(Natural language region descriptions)
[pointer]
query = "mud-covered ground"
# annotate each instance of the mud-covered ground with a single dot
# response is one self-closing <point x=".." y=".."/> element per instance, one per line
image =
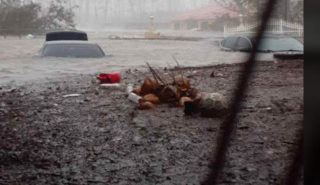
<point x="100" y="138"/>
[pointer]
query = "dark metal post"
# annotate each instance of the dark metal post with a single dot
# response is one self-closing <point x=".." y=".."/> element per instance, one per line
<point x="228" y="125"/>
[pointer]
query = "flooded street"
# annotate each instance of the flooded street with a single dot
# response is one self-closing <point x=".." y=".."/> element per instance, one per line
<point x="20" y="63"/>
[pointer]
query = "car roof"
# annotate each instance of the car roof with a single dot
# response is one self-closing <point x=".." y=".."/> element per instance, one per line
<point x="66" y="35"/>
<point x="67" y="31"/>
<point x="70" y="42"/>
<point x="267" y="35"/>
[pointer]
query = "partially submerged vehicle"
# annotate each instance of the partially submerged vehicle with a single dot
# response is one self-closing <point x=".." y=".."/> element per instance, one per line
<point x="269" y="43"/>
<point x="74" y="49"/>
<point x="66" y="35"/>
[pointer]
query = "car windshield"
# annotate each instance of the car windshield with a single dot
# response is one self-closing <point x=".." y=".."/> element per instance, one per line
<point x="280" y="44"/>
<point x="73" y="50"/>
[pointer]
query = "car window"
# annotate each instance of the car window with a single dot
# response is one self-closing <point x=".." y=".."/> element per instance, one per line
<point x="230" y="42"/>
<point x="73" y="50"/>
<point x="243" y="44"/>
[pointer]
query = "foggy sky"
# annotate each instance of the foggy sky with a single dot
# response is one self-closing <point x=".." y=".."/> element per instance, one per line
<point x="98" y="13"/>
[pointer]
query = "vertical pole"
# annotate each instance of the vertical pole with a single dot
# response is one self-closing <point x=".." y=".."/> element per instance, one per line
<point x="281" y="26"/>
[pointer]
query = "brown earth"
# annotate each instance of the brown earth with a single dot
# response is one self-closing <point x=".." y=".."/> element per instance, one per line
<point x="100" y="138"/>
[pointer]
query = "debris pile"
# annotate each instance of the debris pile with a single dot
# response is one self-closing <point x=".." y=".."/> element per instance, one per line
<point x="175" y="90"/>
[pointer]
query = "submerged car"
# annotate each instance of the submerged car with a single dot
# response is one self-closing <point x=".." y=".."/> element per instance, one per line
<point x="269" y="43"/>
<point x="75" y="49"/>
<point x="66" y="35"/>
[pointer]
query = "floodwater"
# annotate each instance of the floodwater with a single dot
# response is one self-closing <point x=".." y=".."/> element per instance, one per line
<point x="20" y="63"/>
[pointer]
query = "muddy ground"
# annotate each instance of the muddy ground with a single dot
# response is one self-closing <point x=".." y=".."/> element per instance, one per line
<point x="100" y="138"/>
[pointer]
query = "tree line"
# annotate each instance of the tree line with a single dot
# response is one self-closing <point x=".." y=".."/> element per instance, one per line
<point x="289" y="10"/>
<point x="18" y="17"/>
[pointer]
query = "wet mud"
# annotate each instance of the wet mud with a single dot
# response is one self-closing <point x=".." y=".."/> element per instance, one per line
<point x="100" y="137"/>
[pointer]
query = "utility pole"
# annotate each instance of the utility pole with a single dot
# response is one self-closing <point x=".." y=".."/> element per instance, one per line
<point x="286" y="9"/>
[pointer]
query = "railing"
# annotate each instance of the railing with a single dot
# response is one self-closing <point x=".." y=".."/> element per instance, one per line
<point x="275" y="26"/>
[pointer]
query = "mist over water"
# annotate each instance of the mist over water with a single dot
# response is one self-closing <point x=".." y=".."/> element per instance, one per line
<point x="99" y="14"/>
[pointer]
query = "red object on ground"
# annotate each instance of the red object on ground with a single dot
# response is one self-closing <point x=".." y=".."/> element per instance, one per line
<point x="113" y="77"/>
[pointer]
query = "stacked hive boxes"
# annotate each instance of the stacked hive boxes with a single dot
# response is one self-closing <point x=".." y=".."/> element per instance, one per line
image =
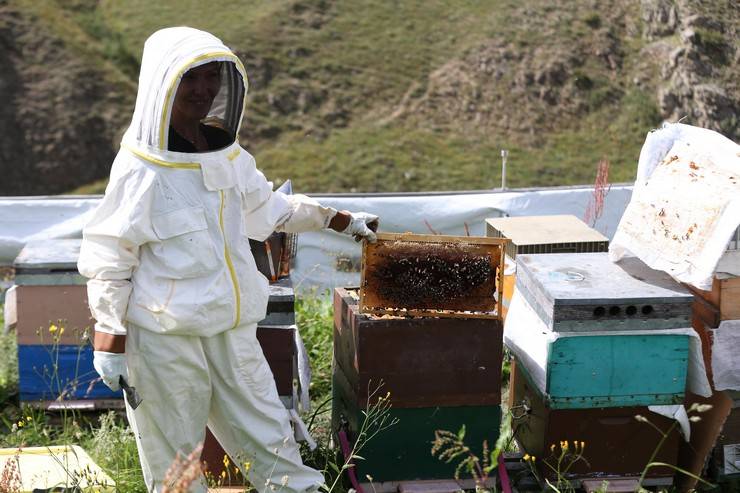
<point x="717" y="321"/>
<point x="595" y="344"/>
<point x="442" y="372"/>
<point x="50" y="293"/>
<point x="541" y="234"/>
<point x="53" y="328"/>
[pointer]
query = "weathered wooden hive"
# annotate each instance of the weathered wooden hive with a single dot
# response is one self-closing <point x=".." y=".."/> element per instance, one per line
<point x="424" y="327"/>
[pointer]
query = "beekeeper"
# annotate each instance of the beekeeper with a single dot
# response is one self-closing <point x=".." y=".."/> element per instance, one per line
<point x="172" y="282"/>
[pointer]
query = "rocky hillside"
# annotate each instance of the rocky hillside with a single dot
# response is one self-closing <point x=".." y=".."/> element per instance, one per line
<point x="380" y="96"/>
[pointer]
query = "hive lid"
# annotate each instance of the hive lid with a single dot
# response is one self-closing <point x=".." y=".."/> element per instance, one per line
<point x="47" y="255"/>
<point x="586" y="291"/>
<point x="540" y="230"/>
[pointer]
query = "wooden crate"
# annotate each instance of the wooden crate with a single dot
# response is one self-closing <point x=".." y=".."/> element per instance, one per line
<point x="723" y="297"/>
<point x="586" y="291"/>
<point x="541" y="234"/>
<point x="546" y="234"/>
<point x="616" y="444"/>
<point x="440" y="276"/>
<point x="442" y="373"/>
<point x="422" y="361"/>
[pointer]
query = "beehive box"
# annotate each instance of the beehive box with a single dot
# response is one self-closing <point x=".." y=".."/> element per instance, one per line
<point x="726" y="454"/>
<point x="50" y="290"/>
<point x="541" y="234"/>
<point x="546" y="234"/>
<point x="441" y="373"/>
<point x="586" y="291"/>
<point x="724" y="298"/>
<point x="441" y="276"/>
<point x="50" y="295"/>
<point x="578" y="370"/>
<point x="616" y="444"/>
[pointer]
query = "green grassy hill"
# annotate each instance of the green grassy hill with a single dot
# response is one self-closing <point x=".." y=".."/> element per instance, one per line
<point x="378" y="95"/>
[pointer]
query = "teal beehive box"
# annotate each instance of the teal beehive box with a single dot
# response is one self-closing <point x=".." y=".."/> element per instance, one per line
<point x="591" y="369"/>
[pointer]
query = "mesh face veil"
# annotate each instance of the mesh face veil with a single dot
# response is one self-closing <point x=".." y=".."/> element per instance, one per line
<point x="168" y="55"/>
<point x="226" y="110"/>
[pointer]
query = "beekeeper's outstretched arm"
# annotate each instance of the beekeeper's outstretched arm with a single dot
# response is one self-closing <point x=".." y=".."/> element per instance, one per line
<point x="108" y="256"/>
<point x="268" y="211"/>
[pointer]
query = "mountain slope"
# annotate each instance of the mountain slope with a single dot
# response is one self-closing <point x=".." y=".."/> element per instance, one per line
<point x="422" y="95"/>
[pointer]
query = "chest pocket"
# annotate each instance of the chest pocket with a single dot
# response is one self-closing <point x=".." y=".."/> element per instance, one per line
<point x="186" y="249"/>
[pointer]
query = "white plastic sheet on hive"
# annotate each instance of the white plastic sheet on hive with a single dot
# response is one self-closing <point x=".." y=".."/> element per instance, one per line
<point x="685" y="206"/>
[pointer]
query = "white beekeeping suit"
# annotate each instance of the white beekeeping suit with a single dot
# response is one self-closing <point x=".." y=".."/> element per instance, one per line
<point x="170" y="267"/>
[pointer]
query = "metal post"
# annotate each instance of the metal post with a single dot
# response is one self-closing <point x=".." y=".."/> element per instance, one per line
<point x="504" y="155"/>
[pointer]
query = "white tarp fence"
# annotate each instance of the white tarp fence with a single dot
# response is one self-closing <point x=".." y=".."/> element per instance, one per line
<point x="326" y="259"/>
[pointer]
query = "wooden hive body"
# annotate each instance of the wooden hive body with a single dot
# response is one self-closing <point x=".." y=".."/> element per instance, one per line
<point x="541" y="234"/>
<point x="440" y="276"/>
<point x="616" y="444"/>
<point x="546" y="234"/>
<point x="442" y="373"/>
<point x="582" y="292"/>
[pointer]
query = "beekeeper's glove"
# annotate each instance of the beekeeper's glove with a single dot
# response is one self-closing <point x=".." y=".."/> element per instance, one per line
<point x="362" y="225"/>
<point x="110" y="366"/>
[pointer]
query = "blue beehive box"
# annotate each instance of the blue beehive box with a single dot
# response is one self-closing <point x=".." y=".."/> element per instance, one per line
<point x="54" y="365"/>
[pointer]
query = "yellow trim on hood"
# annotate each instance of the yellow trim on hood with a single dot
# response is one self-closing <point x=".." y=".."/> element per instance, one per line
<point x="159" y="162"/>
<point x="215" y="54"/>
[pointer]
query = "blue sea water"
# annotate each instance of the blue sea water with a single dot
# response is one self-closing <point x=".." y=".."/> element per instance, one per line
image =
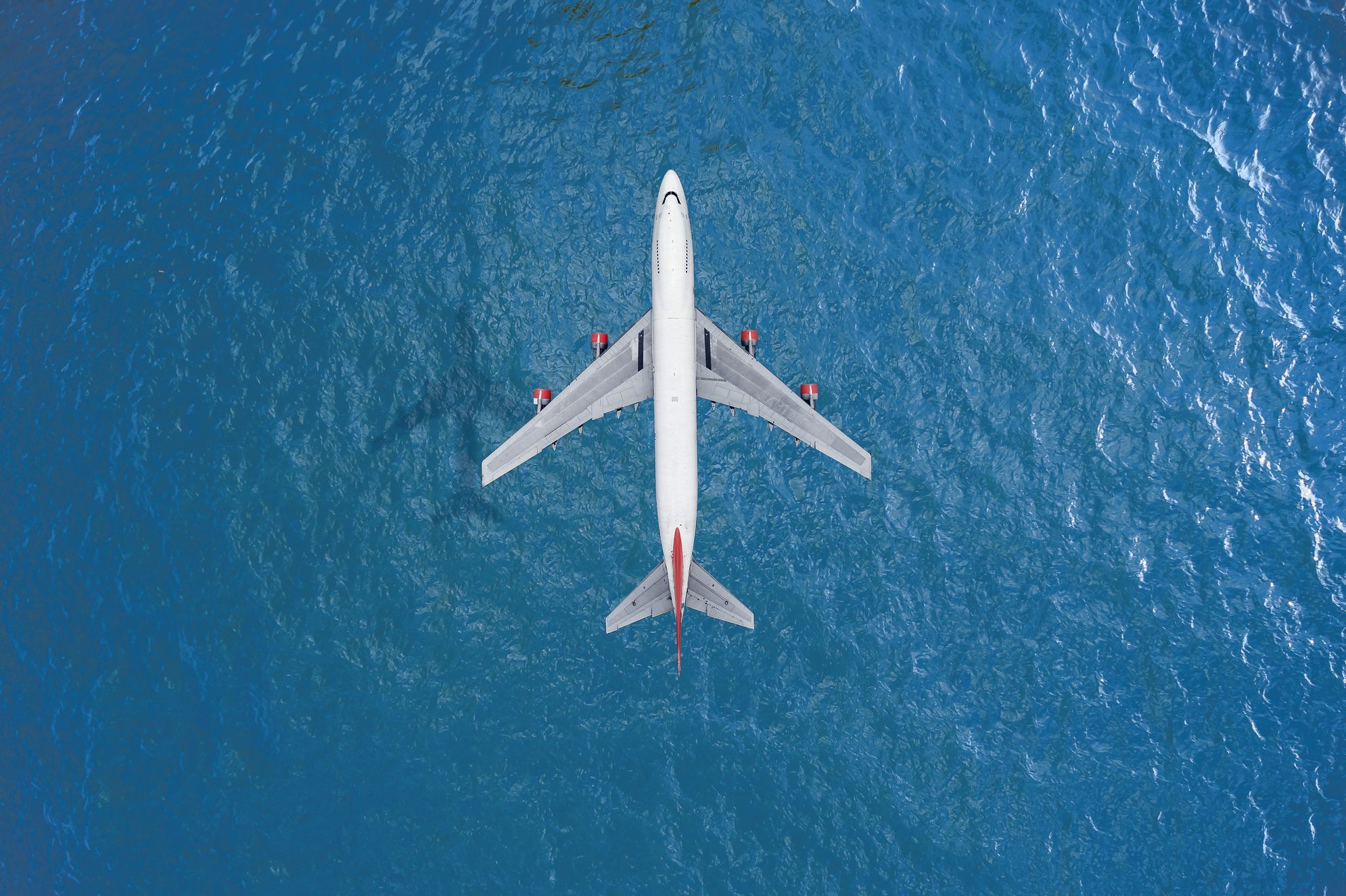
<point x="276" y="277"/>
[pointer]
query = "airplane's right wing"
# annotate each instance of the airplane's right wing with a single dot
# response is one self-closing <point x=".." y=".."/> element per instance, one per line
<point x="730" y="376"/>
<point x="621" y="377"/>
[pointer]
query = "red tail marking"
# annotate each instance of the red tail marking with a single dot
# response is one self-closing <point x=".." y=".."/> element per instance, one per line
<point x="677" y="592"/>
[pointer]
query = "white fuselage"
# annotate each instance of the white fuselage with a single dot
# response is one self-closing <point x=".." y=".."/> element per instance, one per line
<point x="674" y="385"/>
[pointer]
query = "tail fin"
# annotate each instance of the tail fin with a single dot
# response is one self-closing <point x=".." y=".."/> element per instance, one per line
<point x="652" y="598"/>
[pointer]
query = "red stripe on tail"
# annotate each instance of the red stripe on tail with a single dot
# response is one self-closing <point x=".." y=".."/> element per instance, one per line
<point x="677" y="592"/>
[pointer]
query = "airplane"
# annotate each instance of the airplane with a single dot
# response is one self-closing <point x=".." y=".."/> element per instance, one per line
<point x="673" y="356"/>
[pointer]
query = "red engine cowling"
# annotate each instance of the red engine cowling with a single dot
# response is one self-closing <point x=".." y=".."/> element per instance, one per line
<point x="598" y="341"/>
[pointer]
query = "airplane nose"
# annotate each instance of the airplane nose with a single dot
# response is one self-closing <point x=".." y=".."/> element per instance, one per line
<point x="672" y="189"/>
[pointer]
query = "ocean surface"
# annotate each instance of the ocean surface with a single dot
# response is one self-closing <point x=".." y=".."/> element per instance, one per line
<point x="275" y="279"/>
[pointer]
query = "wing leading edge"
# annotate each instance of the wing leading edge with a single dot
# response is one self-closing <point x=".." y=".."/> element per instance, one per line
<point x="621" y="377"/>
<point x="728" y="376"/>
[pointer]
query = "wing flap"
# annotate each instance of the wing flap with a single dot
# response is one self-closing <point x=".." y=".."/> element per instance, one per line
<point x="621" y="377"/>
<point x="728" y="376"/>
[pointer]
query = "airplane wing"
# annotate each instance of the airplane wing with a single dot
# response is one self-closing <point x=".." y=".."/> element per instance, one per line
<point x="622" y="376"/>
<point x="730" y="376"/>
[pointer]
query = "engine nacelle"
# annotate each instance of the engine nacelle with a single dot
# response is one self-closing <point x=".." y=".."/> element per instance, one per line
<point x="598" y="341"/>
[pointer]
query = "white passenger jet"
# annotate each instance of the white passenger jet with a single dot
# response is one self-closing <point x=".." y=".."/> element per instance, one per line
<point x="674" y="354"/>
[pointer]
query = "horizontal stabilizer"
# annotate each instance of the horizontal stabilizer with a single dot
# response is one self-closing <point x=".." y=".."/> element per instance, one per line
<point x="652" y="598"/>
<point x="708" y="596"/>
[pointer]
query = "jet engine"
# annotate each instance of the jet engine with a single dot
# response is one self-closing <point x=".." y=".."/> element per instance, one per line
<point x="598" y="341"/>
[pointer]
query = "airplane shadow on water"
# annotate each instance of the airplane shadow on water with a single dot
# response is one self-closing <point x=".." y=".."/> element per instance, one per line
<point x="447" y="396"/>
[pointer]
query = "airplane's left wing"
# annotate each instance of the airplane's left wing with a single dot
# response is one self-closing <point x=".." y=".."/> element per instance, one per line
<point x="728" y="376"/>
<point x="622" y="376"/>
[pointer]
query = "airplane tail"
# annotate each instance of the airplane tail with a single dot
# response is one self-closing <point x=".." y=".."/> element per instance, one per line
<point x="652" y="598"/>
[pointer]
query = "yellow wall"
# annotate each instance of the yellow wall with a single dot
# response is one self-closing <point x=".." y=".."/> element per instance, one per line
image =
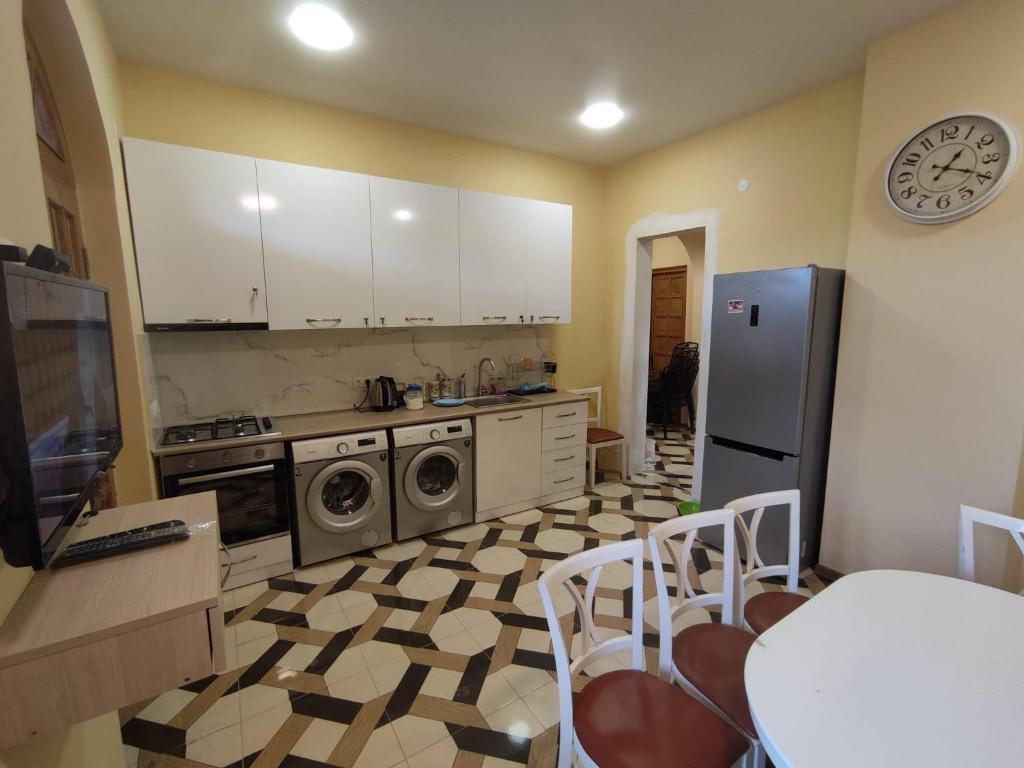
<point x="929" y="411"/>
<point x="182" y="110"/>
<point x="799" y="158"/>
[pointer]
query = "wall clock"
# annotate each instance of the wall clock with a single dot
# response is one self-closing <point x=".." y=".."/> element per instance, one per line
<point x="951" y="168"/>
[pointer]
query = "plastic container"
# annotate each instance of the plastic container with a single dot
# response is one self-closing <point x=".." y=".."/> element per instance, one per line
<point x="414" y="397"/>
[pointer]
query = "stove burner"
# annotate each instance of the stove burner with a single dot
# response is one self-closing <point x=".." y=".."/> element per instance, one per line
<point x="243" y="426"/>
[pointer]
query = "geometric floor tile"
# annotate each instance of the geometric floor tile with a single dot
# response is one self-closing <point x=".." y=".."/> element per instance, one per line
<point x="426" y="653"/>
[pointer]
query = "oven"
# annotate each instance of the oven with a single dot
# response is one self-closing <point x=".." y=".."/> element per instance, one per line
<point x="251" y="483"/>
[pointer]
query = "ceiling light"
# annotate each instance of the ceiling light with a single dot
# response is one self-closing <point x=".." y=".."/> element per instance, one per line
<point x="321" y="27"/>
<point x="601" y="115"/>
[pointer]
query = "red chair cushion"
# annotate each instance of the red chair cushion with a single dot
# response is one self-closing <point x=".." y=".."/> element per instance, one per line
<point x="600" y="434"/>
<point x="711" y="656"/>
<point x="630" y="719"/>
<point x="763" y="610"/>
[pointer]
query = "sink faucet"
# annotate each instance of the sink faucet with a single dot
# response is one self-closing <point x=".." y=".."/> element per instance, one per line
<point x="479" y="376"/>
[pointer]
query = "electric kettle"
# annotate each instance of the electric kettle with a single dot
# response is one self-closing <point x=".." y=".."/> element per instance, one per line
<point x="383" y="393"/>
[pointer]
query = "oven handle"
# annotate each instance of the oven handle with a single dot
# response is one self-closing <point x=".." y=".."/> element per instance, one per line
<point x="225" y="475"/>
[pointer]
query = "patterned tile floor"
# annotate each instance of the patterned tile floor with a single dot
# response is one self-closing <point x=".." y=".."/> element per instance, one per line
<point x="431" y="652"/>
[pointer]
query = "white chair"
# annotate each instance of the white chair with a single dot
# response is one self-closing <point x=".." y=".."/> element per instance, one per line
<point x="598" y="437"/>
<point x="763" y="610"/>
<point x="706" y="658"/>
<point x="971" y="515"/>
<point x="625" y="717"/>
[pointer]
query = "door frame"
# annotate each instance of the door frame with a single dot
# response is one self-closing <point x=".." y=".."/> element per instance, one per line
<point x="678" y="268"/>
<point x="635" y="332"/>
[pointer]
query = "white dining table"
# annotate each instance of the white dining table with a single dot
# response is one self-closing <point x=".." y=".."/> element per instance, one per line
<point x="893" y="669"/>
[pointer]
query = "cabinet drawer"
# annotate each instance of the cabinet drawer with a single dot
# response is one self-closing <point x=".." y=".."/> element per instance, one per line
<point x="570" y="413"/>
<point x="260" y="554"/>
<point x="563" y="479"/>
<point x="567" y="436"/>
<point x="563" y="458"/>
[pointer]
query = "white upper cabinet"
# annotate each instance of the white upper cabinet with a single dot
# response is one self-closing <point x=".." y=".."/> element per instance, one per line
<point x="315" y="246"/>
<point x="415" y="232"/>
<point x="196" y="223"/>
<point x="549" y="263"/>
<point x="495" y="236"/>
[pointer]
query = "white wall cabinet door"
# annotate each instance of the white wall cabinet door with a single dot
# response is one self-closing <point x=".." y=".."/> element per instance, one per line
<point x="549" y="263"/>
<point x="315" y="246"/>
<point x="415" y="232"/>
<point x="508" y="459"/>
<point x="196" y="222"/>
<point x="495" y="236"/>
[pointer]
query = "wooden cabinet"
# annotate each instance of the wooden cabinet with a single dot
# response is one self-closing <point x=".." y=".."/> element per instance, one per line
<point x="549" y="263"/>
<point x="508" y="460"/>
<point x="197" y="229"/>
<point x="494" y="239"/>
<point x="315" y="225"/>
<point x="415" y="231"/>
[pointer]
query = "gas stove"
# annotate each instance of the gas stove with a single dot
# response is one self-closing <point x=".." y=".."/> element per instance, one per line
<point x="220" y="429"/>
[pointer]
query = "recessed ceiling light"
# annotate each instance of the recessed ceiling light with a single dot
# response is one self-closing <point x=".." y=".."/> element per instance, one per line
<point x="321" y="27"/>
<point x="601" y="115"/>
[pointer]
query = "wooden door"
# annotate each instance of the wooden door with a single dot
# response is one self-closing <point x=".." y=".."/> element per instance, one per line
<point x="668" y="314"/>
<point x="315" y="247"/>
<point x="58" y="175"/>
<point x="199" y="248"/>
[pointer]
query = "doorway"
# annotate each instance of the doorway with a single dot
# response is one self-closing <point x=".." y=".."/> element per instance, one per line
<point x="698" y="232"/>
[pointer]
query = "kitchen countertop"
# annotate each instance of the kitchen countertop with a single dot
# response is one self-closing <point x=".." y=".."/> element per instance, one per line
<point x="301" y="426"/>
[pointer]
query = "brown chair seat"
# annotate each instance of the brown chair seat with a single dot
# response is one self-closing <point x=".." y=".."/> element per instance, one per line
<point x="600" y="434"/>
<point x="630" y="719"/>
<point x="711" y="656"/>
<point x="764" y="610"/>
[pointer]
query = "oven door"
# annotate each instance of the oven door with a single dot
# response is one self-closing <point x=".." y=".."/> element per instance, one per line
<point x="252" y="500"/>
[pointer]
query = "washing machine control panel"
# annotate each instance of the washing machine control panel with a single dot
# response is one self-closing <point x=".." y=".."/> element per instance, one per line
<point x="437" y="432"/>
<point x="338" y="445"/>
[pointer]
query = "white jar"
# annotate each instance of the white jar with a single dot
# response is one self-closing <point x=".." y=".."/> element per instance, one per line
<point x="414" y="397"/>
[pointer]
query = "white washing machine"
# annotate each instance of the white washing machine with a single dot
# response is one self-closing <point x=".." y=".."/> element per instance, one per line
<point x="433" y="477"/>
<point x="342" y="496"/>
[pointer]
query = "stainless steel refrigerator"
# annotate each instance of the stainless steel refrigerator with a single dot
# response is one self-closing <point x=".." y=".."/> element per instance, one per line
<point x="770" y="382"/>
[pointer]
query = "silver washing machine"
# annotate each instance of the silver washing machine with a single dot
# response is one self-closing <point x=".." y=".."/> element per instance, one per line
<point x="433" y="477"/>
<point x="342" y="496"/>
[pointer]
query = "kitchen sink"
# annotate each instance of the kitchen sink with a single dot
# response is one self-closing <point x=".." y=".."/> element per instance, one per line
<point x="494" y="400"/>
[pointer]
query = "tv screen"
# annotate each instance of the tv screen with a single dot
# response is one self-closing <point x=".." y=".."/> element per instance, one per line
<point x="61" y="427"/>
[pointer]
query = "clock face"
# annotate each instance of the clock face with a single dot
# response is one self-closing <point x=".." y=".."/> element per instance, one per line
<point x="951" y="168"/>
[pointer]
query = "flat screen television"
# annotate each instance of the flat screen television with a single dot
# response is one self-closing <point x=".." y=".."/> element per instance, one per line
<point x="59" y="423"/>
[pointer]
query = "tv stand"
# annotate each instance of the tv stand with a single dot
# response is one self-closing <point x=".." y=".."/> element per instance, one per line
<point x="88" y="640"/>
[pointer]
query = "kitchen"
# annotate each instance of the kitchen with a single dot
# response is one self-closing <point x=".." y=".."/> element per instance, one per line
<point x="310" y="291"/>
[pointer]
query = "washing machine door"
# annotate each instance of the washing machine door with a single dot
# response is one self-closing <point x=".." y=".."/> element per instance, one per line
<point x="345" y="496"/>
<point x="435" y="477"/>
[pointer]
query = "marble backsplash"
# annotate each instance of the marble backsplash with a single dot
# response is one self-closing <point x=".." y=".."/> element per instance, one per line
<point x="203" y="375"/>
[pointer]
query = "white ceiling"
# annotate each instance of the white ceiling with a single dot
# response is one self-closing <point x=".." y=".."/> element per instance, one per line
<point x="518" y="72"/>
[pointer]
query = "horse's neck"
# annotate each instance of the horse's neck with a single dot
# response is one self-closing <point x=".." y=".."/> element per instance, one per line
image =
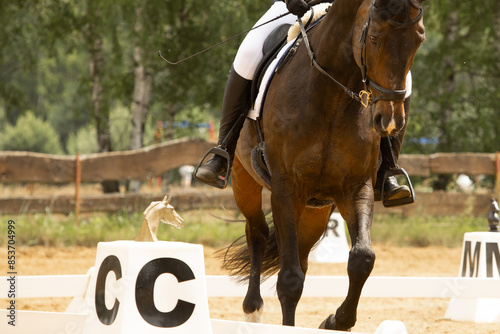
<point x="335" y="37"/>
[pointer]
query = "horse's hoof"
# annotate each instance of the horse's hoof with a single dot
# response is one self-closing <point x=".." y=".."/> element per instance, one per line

(Try it)
Give back, word for word, only the lines above from the line holding "# annotate each instance of the airplane with" to the line holding "# annotate each instance of the red engine", both included.

(Response area)
# annotate each instance of the airplane with a single dot
# response is one self-closing <point x=".." y=".."/> element per instance, one per line
<point x="673" y="356"/>
[pointer]
query = "red engine cowling"
# annotate each instance of the red engine cowling with a single dot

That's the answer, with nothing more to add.